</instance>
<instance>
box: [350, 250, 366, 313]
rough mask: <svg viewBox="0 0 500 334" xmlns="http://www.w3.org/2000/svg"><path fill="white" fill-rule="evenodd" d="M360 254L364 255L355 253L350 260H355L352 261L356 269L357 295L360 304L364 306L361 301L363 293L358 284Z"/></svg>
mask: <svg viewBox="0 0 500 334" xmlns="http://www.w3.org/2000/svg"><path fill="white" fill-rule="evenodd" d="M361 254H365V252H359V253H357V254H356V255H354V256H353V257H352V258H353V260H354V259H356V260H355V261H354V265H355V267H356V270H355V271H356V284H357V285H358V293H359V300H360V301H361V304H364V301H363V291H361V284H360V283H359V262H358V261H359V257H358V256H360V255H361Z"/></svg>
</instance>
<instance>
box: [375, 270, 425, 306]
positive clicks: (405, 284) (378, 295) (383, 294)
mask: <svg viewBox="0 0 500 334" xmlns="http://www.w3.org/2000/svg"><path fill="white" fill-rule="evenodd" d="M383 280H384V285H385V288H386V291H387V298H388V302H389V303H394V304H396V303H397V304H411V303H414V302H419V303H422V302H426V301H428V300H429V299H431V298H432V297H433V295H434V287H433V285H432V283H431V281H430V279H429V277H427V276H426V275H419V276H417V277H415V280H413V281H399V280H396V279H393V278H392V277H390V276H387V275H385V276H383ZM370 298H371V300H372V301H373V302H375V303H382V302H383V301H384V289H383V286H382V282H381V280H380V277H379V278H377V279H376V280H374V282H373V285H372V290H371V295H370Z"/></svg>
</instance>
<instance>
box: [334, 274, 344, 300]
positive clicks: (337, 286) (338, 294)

◆ Task item ◆
Write down every entry exactly.

◆ Task answer ◆
</instance>
<instance>
box: [350, 250, 366, 313]
rough mask: <svg viewBox="0 0 500 334" xmlns="http://www.w3.org/2000/svg"><path fill="white" fill-rule="evenodd" d="M360 254L364 255L355 253L350 260H355L352 261L356 269L357 295L360 304L364 306L361 301L363 293L358 284Z"/></svg>
mask: <svg viewBox="0 0 500 334" xmlns="http://www.w3.org/2000/svg"><path fill="white" fill-rule="evenodd" d="M361 254H365V252H359V253H357V254H356V255H354V256H353V257H352V258H353V260H354V259H356V260H355V261H354V265H355V267H356V270H355V271H356V284H357V285H358V293H359V300H360V301H361V304H364V301H363V291H361V284H360V283H359V262H358V261H359V257H358V256H360V255H361Z"/></svg>
</instance>
<instance>
box: [375, 270, 425, 306]
positive clicks: (405, 284) (378, 295) (383, 294)
mask: <svg viewBox="0 0 500 334" xmlns="http://www.w3.org/2000/svg"><path fill="white" fill-rule="evenodd" d="M383 280H384V285H385V288H386V291H387V298H388V302H389V303H394V304H396V303H397V304H411V303H414V302H419V303H422V302H426V301H428V300H429V299H431V298H432V297H433V295H434V287H433V285H432V283H431V281H430V279H429V277H427V276H426V275H419V276H417V277H415V280H413V281H399V280H396V279H393V278H392V277H390V276H387V275H385V276H383ZM370 298H371V300H372V301H373V302H375V303H382V302H383V301H384V289H383V286H382V282H381V280H380V277H379V278H377V279H376V280H374V282H373V285H372V290H371V295H370Z"/></svg>
</instance>
<instance>
box: [334, 274, 344, 300]
positive clicks: (337, 286) (338, 294)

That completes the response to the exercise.